**Exercise 1**
Rewrite the paragraph beginning "Consequently, we welcome the choice" from the Shared Ownership Code article in a shorter form or as a list, keeping its main facts.

**Given passage**
————

The Shared Ownership Council has chosen the New Homes Quality Board (NHQB) to operate its Shared Ownership Code (developed and piloted by the Council between December 2024 and March 2025). Full responsibility transfers from the Council to the NHQB on 7 October 2025.
Ann Santry, Chair of the Shared Ownership Council, said: “We’re confident that the Code will be in safe and capable hands with NHQB. Our shared values, combined with their experience, infrastructure, and governance, will ensure effective implementation and better outcomes for current and future shared owners.” Adding: “I look forward to working with NHQB over the next few months to support the transition and to encourage more providers to adopt the Code.”
The Shared Ownership Code: background
In short, the Code aims to: ‘ensure transparency, fairness and improved support for shared owners in marketing, purchasing and management of homes’. It does this, in part, by standardising best practice and consumer protection.
Back in June 2025, Shared Ownership Resources published a response to the new Shared Ownership Code welcoming these aims. However, we also noted some shared owners’ doubts that a voluntary Code could have meaningful impact. Others expressed concerns that, at worst, the Code would simply become a tick-box marketing exercise, tasked with increasing market demand but insufficient to ensure that entrants to the scheme fully understand what they are getting into, or to resolve the pitfalls many shared owners face down the line.
At the time, we concluded that much would depend on who was appointed to operate the Code. Additionally, we drew attention to the potential role of Regulators when it comes to compliance with Code requirements, taking appropriate action and ensuring redress in the event of non-compliance.
Shared Ownership Resources welcomes adoption of the Code by the NHQB
In June 2025, Shared Ownership Resources proposed several different options to give the Code ‘teeth’, including: incorporation of shared ownership into the NHQB Code with oversight by the New Homes Ombudsman Service, or a reciprocal arrangement between the New Homes Ombudsman Service and the Housing Ombudsman.
Consequently, we welcome the choice of the NHQB to operate the Shared Ownership Code. However, taking on the SO Council’s Code is not the same thing as incorporating shared ownership into the existing NHQB Code for new homes. Operations similar to those used for NHQB’s New Homes Quality Code will be applied to the Shared Ownership Code. But both Codes will remain separate, with different criteria, registrations and fees.
This is, perhaps, inevitable at present. New-build shared ownership homes are often subject to more complex ownership and management arrangements than other new-builds. This poses increasingly recognised challenges for control, communication and accountability, which the current NHQB Code is not currently equipped to deal with.

————

**Provided entries**
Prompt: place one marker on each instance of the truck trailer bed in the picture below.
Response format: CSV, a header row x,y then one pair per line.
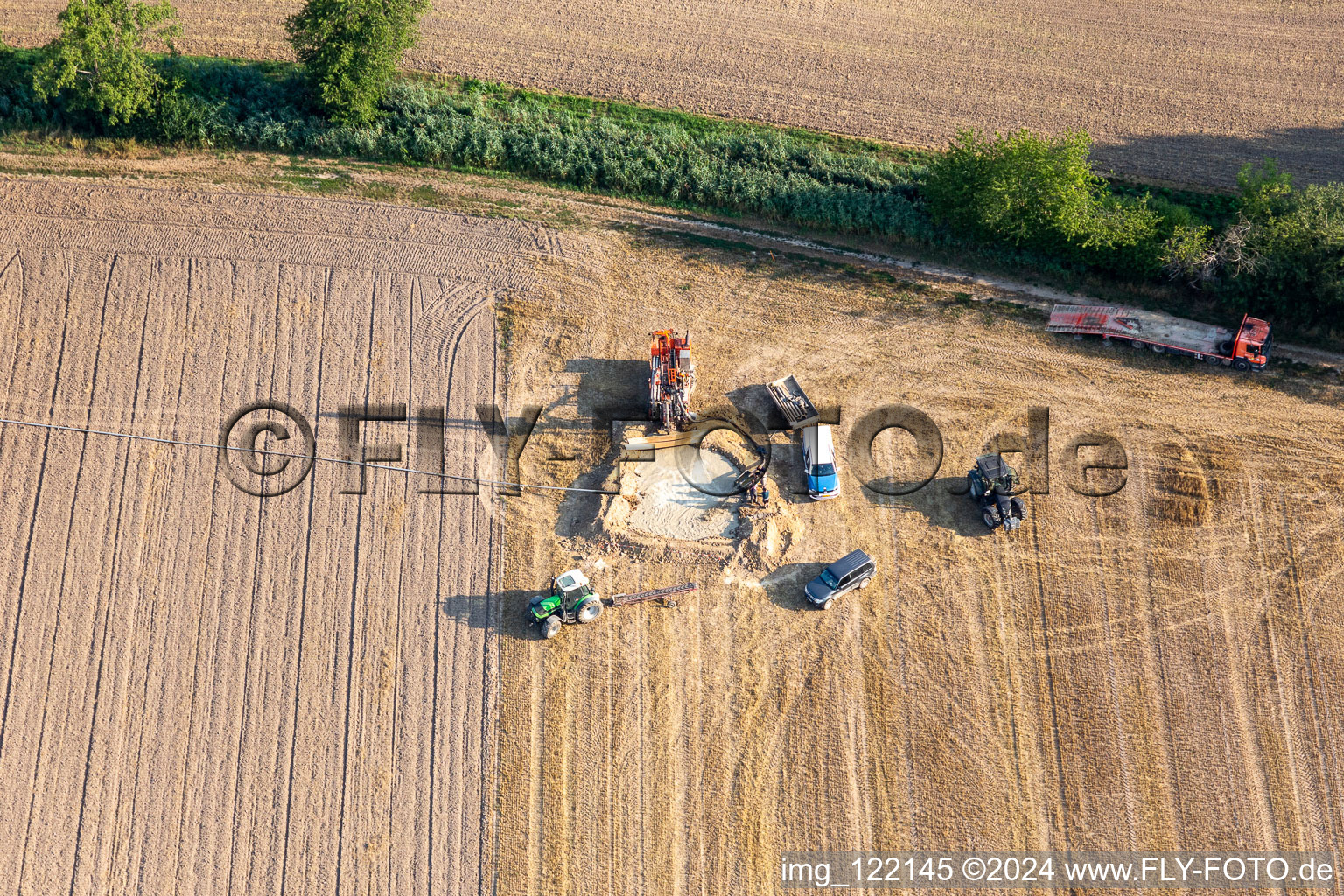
x,y
1144,326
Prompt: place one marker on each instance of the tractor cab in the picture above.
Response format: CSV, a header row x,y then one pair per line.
x,y
571,599
992,484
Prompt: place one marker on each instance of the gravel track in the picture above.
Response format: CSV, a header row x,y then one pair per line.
x,y
1176,89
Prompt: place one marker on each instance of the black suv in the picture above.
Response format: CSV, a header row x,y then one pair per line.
x,y
854,570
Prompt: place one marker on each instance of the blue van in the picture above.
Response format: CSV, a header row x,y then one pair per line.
x,y
819,462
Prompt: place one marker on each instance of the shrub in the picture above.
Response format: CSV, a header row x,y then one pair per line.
x,y
1035,192
1294,260
100,62
350,50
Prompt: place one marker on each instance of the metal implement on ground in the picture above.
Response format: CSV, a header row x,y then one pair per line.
x,y
671,381
657,594
794,403
1245,349
663,439
571,601
992,484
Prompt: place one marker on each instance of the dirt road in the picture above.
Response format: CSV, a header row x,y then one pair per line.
x,y
206,690
1184,89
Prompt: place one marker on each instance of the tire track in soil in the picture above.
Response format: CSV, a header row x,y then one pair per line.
x,y
1324,746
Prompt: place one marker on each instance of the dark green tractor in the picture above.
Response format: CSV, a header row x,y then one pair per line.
x,y
571,599
992,484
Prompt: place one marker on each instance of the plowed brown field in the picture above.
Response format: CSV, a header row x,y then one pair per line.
x,y
336,693
206,690
1179,89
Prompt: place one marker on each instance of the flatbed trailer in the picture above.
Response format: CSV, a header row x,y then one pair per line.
x,y
794,403
1246,348
656,594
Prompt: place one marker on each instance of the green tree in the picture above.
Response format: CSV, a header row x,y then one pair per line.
x,y
1032,191
351,49
101,57
1266,191
1294,260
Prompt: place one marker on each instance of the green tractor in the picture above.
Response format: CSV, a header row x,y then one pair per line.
x,y
571,599
992,484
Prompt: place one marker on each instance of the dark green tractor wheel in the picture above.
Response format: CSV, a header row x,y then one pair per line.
x,y
589,610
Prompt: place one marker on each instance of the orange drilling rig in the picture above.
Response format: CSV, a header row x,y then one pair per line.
x,y
671,381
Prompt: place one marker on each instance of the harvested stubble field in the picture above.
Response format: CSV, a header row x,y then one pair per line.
x,y
1180,89
323,692
1158,669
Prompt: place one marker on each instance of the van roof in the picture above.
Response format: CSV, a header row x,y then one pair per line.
x,y
848,564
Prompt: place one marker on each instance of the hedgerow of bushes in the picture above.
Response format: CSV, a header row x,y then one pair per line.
x,y
1035,200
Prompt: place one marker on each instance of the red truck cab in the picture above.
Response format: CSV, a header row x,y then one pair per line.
x,y
1253,343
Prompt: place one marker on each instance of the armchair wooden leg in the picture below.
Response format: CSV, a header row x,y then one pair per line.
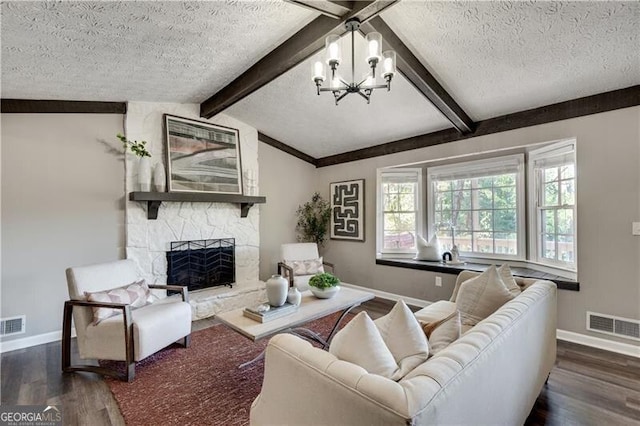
x,y
66,336
131,371
186,341
66,348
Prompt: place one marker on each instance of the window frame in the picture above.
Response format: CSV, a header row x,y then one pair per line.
x,y
475,167
548,153
419,203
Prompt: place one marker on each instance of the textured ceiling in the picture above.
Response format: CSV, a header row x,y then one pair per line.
x,y
146,51
494,58
289,110
501,57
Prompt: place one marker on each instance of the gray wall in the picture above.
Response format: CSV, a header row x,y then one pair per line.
x,y
608,190
62,189
287,182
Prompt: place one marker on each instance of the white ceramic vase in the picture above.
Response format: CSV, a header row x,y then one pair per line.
x,y
144,174
159,178
277,287
324,293
294,296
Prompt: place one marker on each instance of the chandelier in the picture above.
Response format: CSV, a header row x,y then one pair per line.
x,y
364,88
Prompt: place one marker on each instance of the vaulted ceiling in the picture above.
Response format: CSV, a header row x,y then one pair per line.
x,y
492,58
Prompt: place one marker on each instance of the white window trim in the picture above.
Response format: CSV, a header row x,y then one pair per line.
x,y
555,149
474,166
380,250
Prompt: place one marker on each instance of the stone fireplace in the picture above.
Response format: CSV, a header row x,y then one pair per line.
x,y
201,264
148,240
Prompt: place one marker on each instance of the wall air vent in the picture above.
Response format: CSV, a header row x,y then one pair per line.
x,y
615,326
13,325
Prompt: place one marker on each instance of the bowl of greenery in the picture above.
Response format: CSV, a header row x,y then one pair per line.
x,y
324,285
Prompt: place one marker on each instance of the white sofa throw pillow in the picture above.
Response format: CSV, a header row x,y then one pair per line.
x,y
391,346
360,343
428,250
404,337
481,296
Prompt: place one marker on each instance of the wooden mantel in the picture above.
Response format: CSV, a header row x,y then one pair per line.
x,y
155,199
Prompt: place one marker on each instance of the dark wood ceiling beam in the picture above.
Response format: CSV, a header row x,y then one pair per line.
x,y
330,9
293,51
595,104
286,148
413,70
38,106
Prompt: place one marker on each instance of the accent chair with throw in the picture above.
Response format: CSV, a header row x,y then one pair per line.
x,y
301,261
117,316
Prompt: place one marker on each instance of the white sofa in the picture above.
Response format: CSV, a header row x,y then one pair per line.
x,y
491,375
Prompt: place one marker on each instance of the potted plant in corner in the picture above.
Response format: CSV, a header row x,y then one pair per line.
x,y
144,165
324,285
313,220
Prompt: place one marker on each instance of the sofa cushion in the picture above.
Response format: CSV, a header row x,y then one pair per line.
x,y
136,295
360,343
405,339
436,311
443,332
306,267
481,296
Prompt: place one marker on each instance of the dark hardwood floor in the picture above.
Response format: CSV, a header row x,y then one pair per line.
x,y
587,387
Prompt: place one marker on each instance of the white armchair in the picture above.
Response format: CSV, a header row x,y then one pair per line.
x,y
130,336
297,252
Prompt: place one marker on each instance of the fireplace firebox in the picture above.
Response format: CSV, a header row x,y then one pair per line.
x,y
202,264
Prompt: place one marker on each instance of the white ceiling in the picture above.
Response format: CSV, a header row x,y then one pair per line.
x,y
493,58
499,57
289,110
162,51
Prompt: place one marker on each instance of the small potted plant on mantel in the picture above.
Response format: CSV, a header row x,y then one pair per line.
x,y
144,164
324,285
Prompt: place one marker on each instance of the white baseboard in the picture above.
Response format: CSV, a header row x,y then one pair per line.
x,y
597,342
27,342
391,296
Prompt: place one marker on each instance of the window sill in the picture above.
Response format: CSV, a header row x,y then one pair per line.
x,y
423,265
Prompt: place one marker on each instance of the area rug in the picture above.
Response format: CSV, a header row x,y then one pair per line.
x,y
202,384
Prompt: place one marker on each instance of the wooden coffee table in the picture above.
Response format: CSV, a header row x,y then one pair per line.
x,y
311,308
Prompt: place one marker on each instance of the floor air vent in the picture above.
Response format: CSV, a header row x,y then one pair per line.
x,y
13,325
616,326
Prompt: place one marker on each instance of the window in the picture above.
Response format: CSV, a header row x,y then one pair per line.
x,y
553,171
478,205
399,218
485,208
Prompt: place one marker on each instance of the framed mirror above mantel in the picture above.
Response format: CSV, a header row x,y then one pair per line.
x,y
155,199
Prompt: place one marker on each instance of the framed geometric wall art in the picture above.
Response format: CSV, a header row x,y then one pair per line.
x,y
347,210
202,157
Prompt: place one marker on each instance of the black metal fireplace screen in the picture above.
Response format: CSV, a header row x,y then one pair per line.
x,y
201,264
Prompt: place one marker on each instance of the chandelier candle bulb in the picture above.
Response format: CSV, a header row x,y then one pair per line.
x,y
340,87
389,64
332,44
318,72
374,40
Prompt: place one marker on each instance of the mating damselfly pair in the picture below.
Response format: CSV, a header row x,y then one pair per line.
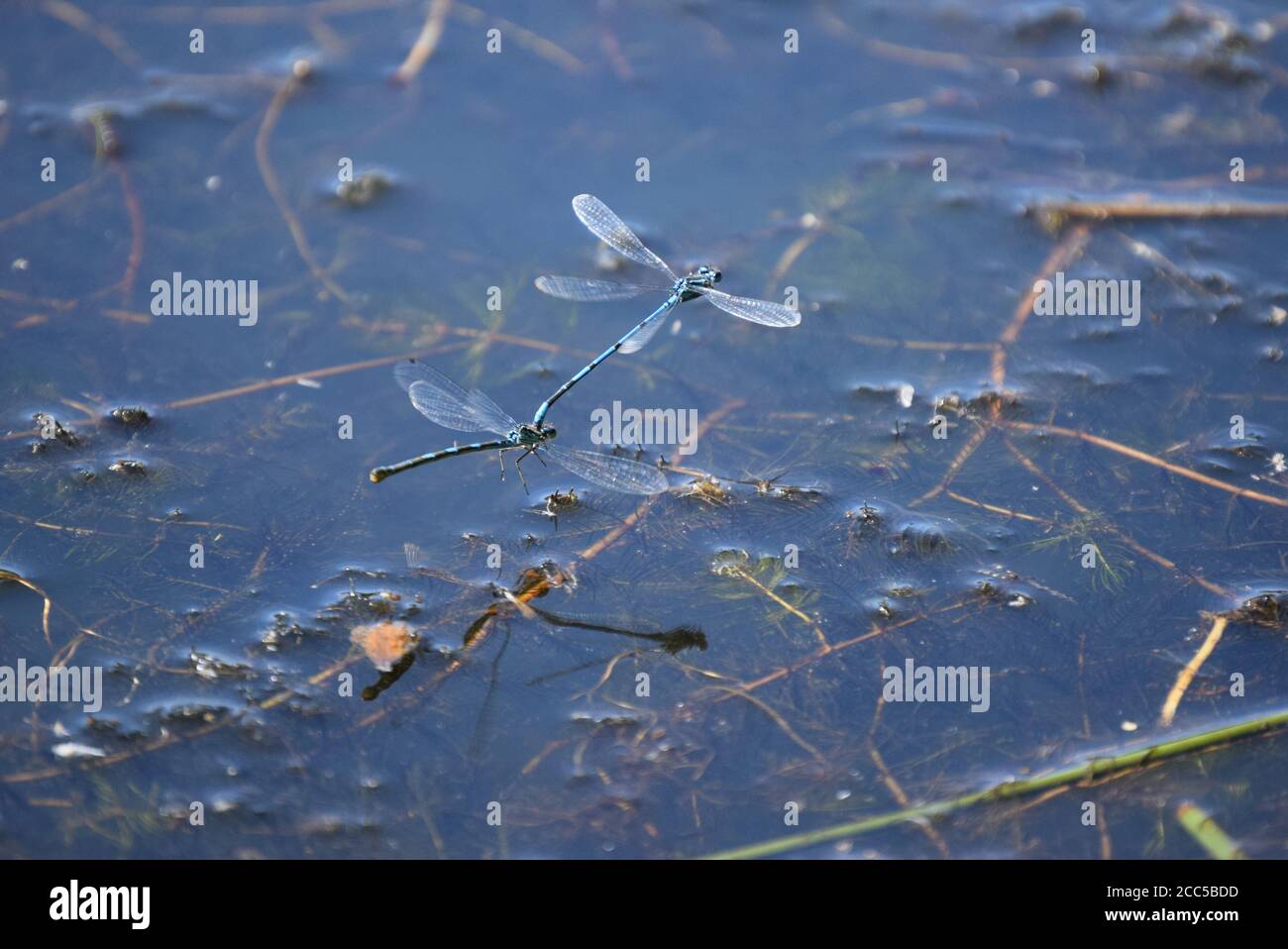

————

**Exercise 2**
Count the lines of the records that contain the string "track", treating case as significant, and reply with only the number.

**Written solution 1**
- Shared Ownership Resources welcomes the choice of the NHQB to operate the Shared Ownership Code.
- Taking on the SO Council's Code is not the same as bringing shared ownership into the existing NHQB Code for new homes.
- Operations similar to those of NHQB's New Homes Quality Code will apply to the Shared Ownership Code.
- The two Codes will stay separate, with different criteria, registrations and fees.

**Written solution 2**
2